**Aim:**
Please count the lines in the material below that contain the string "trunk", and reply with only that number.

---------- Exercise input ----------

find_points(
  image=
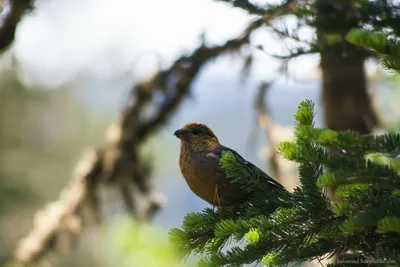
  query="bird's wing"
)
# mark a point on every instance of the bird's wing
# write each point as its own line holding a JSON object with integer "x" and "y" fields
{"x": 265, "y": 177}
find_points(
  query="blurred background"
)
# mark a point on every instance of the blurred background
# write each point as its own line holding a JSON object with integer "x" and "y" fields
{"x": 92, "y": 91}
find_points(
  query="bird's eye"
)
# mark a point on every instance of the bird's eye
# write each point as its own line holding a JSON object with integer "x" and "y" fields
{"x": 196, "y": 131}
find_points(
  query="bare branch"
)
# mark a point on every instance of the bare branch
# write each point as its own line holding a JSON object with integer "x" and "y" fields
{"x": 118, "y": 163}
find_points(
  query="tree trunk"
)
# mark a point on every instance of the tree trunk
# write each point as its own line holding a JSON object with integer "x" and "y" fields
{"x": 347, "y": 104}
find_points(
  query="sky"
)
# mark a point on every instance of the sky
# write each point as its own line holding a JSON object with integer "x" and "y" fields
{"x": 64, "y": 40}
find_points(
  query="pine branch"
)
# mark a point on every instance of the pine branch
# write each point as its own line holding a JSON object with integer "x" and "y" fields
{"x": 304, "y": 225}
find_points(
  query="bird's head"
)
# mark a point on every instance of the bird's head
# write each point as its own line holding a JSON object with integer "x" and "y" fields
{"x": 197, "y": 137}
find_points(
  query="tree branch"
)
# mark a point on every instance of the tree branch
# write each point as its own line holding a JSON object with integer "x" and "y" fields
{"x": 118, "y": 163}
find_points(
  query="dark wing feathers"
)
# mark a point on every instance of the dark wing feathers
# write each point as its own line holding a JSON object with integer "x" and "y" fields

----------

**Response to this exercise:**
2